Instructions to follow → Only an exact copy of the lines beginning at the one that contains "Practice step: find the utility" and ending at the last line of the records below counts as the answer.
START Dataset extract
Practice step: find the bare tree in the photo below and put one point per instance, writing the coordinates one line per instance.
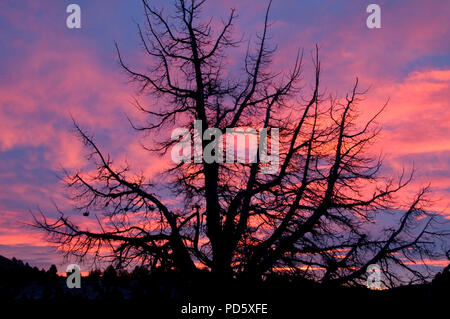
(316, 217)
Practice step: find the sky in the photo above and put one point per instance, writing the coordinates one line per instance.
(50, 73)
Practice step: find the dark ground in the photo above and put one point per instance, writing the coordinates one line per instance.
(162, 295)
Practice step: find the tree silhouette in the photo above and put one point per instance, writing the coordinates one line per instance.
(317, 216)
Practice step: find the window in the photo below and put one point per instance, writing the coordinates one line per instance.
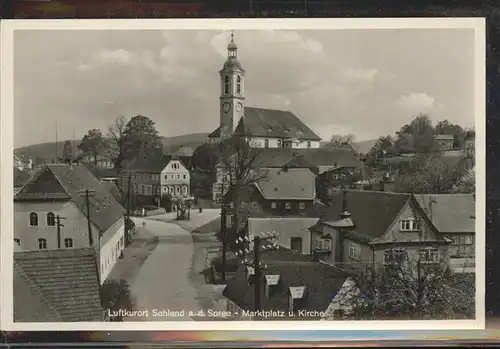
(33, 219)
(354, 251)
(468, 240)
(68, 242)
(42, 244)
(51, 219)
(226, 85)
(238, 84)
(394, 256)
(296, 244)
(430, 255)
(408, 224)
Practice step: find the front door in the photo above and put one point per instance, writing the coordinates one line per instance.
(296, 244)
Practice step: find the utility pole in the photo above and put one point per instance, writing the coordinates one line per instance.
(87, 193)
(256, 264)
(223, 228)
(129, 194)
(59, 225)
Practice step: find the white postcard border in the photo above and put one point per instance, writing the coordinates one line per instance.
END Dataset extract
Completed task →
Practice step: find the utility pole in the photo above and put one point per instance, writing the coordinates one line per instance.
(87, 193)
(256, 264)
(223, 228)
(129, 194)
(59, 225)
Practice step: find the white postcard border in the photo above and put one point per instance, writing the coordinates one line per instance.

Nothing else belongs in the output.